▶ _WORK REQUIRED_
Could you pick up the article about the dismissed Johnson & Johnson talc advertising lawsuit and continue it past its last sentence?

▶ _TEXT EXCERPT_

A proposed class action lawsuit accusing Johnson & Johnson (J&J) of falsely advertising its discontinued-in-North-America, iconic talc baby powder and other products with talcum has been dismissed by a U.S. District Judge.
Two California women were named lead plaintiffs for the proposed class action lawsuit in 2019. According to Reuters, they allege that J&J misled consumers “Through a decades-long marketing campaign representing its talc products as safe and free from contaminants. The company created that impression through advertisements describing the products as ‘pure,’ ‘gentle’ and ‘approved by hospitals,’ the plaintiffs said.
In reality, the plaintiffs said, talc baby powder and other J&J products with talcum were sometimes contaminated with asbestos “and other dangerous impurities.”
However, the Judge dismissed the case last Friday. The Judge’s decision is a final determination on the merits of the case. In other words, the plaintiffs may not file another lawsuit based on the same grounds that J&J engaged in false advertising practices.

▶ _RECORDS_
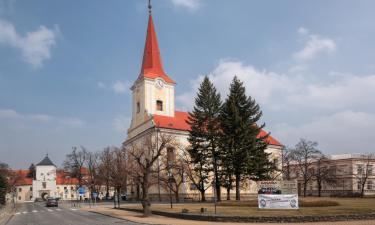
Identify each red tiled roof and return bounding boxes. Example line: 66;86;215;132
139;14;175;84
153;111;283;146
11;170;33;186
154;111;190;130
11;168;81;186
56;170;79;185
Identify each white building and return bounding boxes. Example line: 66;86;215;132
123;4;283;200
12;155;89;202
32;155;59;199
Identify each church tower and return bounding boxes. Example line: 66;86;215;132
129;1;176;135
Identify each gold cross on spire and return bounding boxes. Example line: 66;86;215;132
148;0;152;14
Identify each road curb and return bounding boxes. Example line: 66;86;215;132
88;208;164;225
117;208;375;223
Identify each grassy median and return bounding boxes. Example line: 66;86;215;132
122;197;375;216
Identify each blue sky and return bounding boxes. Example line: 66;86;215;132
0;0;375;168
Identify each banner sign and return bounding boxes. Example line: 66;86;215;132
258;194;299;209
257;180;298;195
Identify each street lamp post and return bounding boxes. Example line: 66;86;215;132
168;170;174;209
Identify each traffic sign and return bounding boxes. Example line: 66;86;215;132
78;187;86;195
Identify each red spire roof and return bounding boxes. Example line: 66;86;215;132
139;13;175;83
153;111;284;146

▶ _EXERCISE OUTPUT_
The Judge explained his decision by stating that the plaintiffs “Failed to point to any specific misleading advertisements from J&J that caused them to buy the company’s talc products.”
This was the second time the plaintiffs had the opportunity to present their case with more detailed allegations. But seemingly, plaintiffs’ attorneys failed to do just that.
Despite the failure of this particular class action lawsuit, J&J faces over 20,000 individual talc powder lawsuits. Plaintiffs who have filed talc powder claims against J&J allege that because they used the company’s talc baby powder for several years in their genital area, they developed ovarian cancer. Research studies support the conclusion by the World Health Organization’s International Agency for Research on Cancer’s conclusion that exposure to asbestos is associated with an increased risk of ovarian cancer.
In October 2020, J&J announced it would settle over 1,000 talc lawsuits for $100 million. Part of this settlement includes approximately 75 mesothelioma cases. Mesothelioma is a cancer of the lining of the lungs (and/or other organs) that results from the inhalation of asbestos fiber particles. Many consumer products contain asbestos.
In November of last year, in New York state, a judge ordered J&J to pay an individual plaintiff who suffers from mesothelioma $120 million.
Following the Judge’s dismissal of the class action lawsuit over false advertising claims, Reuters reporting included a statement by a J&J spokesperson: “We are pleased with the court’s thorough decision to dismiss this case … Johnson’s Baby Powder is safe and research, clinical evidence and more than 40 years of studies by medical experts around the world continue to support the safety of cosmetic talc.”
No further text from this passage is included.